- **Texto**

________________________

Pero si el intento de triunvirato o esa divina providencia ejecutaba sus órdenes desde el centro del país, en el interior de la República otros poderes comenzaban a inflarse en sí mismos. Se trataba y son los gobernadores, que pasaron de ser “intendentes” de un territorio bien concreto, a “caciques” con un poder extralimitado, pero dentro de sus propias demarcaciones. Cual globos, ante la ausencia de un solo poder que los rigiera o los controlara, los gobernadores comenzaron a insuflarse ánimos sin importarles que el látex de sus acciones y declaraciones amenazara con estallar.
La necesidad de estrellato de los gobernadores se hizo pública a través de los medios informativos nacionales. Fueron capaces de hacer maravillas o locuras y pagar su difusión con tal de salir en tele, de declarar para la radio o ser retratados para la prensa, siempre que se tratara de medios con cobertura nacional. En los medios locales y estatales, sabemos que son los propios gobernadores quienes con su pandero, pretenden marcar el ritmo de toda la información que se maneja al interior de sus entidades.
Independientemente de que a esa promoción exagerada le sobrase o le faltara razón, un resultado se logró al interior de sus Estados: que sus paisanos los piensan con la fuerza suficiente para contender por la presidencia de la República. ¿Y por qué no si en la superficie hay una posibilidad? En el último gene añadido al imaginario popular inmediato, hay una turbulencia y una señal que puede explicar que la fuerza mediática de un gobernador lo conduzca en vuelo, sin escalas, de una gubernatura a la presidencia.

________________________

- **Material extraído**
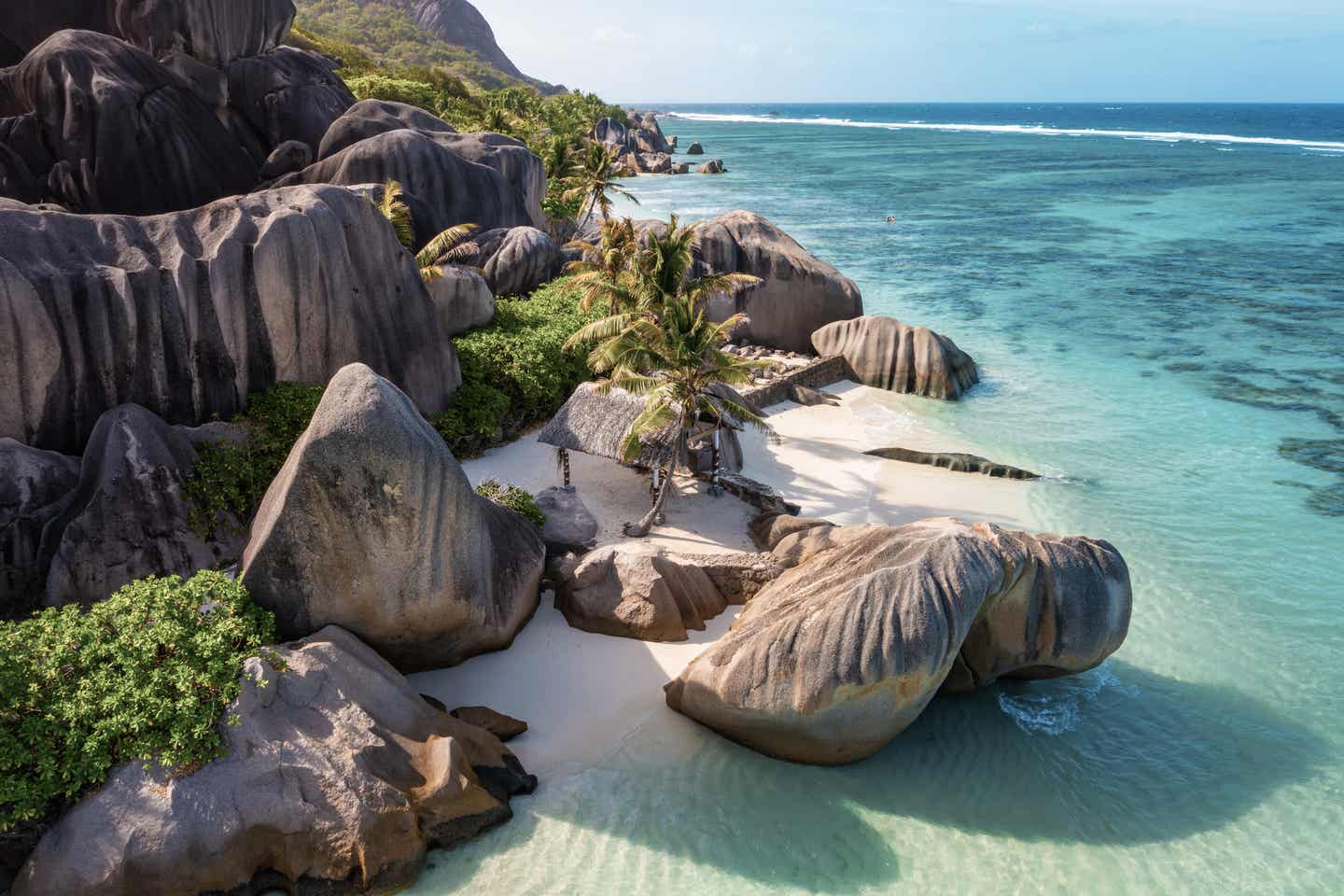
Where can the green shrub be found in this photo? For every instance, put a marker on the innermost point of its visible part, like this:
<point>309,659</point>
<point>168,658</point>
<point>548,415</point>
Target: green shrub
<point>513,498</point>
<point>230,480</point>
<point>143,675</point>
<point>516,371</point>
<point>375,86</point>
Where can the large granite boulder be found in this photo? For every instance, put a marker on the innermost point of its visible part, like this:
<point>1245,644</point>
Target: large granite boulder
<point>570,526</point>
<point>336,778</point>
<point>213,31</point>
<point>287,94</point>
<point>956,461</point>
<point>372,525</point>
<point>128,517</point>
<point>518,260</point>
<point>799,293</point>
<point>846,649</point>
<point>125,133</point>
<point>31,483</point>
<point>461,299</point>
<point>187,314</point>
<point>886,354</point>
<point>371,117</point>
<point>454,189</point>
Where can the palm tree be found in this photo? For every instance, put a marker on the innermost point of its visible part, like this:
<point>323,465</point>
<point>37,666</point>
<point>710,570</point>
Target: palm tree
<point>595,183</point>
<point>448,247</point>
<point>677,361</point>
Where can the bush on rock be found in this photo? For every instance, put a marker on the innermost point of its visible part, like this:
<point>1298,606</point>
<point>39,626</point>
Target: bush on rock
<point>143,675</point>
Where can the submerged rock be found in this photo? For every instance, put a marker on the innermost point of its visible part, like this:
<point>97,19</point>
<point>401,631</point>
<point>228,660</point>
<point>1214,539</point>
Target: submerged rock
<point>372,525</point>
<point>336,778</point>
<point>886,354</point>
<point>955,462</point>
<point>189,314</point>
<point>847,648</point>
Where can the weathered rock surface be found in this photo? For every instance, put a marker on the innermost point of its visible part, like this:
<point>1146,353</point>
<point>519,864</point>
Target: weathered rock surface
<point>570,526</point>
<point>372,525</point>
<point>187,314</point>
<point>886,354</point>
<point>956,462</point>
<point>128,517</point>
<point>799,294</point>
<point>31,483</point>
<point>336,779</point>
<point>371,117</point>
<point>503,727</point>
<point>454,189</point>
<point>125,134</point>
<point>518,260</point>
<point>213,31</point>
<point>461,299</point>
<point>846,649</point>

________________________

- **Consignas del ejercicio**
a. Transcribe del texto sobre los gobernadores el pasaje que va de "La necesidad de" a "de sus entidades.".
b. Según el texto sobre los gobernadores, ¿a través de qué se hizo pública la necesidad de estrellato de los gobernadores?
c. Prosigue el texto sobre los gobernadores a partir de su última oración.

- **Respuestas del ejercicio**
a.
La necesidad de estrellato de los gobernadores se hizo pública a través de los medios informativos nacionales. Fueron capaces de hacer maravillas o locuras y pagar su difusión con tal de salir en tele, de declarar para la radio o ser retratados para la prensa, siempre que se tratara de medios con cobertura nacional. En los medios locales y estatales, sabemos que son los propios gobernadores quienes con su pandero, pretenden marcar el ritmo de toda la información que se maneja al interior de sus entidades.

b. A través de los medios informativos nacionales.

c.
Mastico la turbulencia. Cuando el nombre de Vicente Fox tomó popularidad entre los mexicanos que acostumbran a leer medios de información, no fue al inicio de su campaña presidencial, sino durante su mandato como gobernador de Guanajuato. Para 1999, el bigotón más hablador del Bajío, se aferró de la cantaleta que lo ayudaría a ganar el proceso electoral del 2 de julio del dos mil: despotricar en contra de un poder único que en el segundo periodo de mandato presidencial ya estaba debilitado porque no tenía mayoría en la cámara baja. Un alto porcentaje de mexicanos nos reíamos de sus ocurrencias.
La señal de entonces fue un candidato que no propuso, sino que cuestionó con vocabulario del populacho a un presidente que perdía su jerarquía y que provenía de un partido que de “oficial” ya estaba resquebrajándose en grupos, organizaciones que a la postre se convertirían en tribus, aunque se nieguen a reconocerlo. Pero aquellas fueron turbulencia y señal de hace nueve años y no significa que los procesos sean susceptibles de repetirse.
En el imaginario se abona la idea de que un gobernador hablantín y mediático tiene los méritos suficientes para llegar a la presidencia. Pero no se trata de “méritos” sino de negociaciones con las fuerzas políticas que deben apuntalar el acuerdo para llegar a una candidatura no de “unidad”, más bien de intereses aplacados tras la decisión de elegir a un candidato. Por lo tanto, lo probable es que no hay Estado fallido sino vacío para conquistar el poder único. Previo de que el candidato del Pri tome el mazo para golpear al actual presidente, debe mostrar que si durante la campaña se comportará como un aguerrido Visigodo, antes de ella, debe reunir las artes de la negociación y mantener fría y rígida la sonrisa de Maquiavelo.